Petikan Bacaan:
↓↓↓

Bermazmurlah dan Bernyanyilah Bagi Tuhan |
Oleh: Sil Joni*
Dalam tulisan sebelumnya yang berjudul "Homo Cantat", saya menjelaskan posisi ontologi manusia sebagai 'makhluk bernyanyi'. Secara khusus, melalui refleksi itu, dibahas juga peranan menyanyi dalam ibadat liturgi agama Katolik. Menyanyi merupakan bagian yang tak terpisahkan dari tindakan memuji dan menyembah Tuhan.
Implikasi logis dari status manusia sebagai makhluk bernyanyi adalah manusia 'dipanggil' untuk terus 'bernyanyi' bagi Tuhan. Teks Mazmur 96:1 "Nyanyikanlah nyanyian baru bagi Tuhan, menyanyilah bagi Tuhan, hai segenap bumi", bisa menjadi semacam dasar biblis imperasi bernyanyi tersebut.

↑↑↑

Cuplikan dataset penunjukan
↓↓↓

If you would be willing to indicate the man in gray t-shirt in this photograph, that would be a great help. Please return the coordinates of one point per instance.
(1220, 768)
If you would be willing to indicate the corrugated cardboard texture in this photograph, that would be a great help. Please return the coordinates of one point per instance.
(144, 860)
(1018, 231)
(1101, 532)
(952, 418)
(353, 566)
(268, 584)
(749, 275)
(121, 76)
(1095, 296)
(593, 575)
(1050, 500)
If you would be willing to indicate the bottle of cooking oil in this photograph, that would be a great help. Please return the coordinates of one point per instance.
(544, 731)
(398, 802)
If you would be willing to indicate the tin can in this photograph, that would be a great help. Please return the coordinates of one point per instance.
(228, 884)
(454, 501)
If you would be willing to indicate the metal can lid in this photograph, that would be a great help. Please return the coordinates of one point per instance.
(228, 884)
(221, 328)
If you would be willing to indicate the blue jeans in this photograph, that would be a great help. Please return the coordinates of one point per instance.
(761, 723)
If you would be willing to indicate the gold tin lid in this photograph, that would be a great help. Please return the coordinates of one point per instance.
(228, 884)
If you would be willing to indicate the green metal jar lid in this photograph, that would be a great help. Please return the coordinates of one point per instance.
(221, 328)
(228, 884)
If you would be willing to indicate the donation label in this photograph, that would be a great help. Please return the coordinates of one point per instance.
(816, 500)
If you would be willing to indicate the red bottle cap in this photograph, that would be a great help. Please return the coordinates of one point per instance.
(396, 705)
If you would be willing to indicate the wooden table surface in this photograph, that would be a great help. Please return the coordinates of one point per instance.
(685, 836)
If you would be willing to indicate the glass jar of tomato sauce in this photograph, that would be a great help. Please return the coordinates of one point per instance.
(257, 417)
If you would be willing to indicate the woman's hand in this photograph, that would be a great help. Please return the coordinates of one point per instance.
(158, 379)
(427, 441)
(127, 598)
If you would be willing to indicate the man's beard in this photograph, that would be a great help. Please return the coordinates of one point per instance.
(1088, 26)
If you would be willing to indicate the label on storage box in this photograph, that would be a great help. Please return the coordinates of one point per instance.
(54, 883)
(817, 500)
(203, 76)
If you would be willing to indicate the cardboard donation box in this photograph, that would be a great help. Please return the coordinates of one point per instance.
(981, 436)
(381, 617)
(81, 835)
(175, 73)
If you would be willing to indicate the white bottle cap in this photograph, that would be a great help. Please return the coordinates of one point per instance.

↑↑↑

Petunjuk Latihan:
Menurut petikan tentang bernyanyi bagi Tuhan, teks Alkitab mana yang bisa menjadi dasar biblis bagi imperasi bernyanyi?

Jawaban Tertulis:
Teks yang dimaksud adalah Mazmur 96:1.